■ Data in this exercise:

+---+

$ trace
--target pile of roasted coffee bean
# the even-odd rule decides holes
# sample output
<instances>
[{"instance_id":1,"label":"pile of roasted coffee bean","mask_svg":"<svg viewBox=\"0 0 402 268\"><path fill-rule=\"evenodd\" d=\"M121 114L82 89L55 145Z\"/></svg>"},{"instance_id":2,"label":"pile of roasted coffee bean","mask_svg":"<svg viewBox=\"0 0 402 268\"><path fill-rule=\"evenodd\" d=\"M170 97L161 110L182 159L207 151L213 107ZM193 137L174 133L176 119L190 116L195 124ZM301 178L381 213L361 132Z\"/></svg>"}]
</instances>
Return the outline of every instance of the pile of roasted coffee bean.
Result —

+---+

■ Exercise brief: Please repeat every record above word for word.

■ Answer box:
$ trace
--target pile of roasted coffee bean
# the even-odd rule decides holes
# sample output
<instances>
[{"instance_id":1,"label":"pile of roasted coffee bean","mask_svg":"<svg viewBox=\"0 0 402 268\"><path fill-rule=\"evenodd\" d=\"M121 114L82 89L55 145Z\"/></svg>"},{"instance_id":2,"label":"pile of roasted coffee bean","mask_svg":"<svg viewBox=\"0 0 402 268\"><path fill-rule=\"evenodd\" d=\"M170 97L161 110L182 159L207 151L213 107ZM193 137L174 133L176 119L190 116L195 124ZM301 178L381 213L361 132Z\"/></svg>"}]
</instances>
Return the outline of every instance of the pile of roasted coffee bean.
Result —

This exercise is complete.